* Document segment
****
We were at one of our farms, down here at Argentina. In our main base house in a small wood, quite devastated by a hurricane a couple of years ago. It was night and we had just finished eating lamb. A lamb we had selected from a small troupe and killed that morning. My brother told me and my friend that he'll run that night a game of Dungeons & Dragons. He was 26 by then.
I played a human fighter and my friend an elf fighter. The game started with both of us in separate rooms of the house. Each was crossing "the woods". My brother told each of us that we heard cries for help from a boy and the laugher of some grotesque voices. Both of us decided to go to help and so we both ran down to the living room where the gaming table was ready. When we got there, 2 orcs where tormenting a hobbit. After a very emotional first time ever D&D combat we had saved our little new friend. He told us that a band of orcs had stolen his "magical dagger" and had escaped to "a dungeon not so far from here". He asked us to accompany him and help him recover it and in return, he promised us we would keep all treasure found.
So of we went to the dungeon and descended down into it.
****
* Provided data
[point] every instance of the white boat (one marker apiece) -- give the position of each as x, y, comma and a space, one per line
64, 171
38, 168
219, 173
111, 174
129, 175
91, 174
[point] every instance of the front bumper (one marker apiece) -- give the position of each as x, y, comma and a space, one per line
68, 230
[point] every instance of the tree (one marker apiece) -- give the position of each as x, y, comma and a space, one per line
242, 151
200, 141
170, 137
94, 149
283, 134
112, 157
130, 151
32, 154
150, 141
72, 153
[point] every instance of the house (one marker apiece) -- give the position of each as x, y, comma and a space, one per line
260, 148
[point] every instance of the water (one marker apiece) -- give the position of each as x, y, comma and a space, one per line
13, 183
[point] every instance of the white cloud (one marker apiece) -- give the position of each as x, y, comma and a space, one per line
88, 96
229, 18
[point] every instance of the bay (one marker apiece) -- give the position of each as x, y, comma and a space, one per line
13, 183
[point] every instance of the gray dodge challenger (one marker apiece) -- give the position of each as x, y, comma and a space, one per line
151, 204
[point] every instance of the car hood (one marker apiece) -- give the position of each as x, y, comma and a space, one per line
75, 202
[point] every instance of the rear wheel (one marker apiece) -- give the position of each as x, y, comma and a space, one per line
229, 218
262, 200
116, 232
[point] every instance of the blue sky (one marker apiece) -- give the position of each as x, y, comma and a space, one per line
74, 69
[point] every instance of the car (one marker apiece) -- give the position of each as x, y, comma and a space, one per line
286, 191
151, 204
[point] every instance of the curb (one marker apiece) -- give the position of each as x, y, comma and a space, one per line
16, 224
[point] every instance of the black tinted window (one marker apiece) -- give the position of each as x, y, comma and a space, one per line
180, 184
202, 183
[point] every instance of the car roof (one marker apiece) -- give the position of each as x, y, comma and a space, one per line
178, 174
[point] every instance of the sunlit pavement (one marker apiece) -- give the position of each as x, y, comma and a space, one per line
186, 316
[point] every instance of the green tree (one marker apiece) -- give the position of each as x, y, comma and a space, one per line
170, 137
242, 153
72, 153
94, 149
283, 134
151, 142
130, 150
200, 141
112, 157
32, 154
****
* Directive
In the Dungeons & Dragons story, what did the hobbit say the band of orcs had stolen from him?

* Task output
His magical dagger.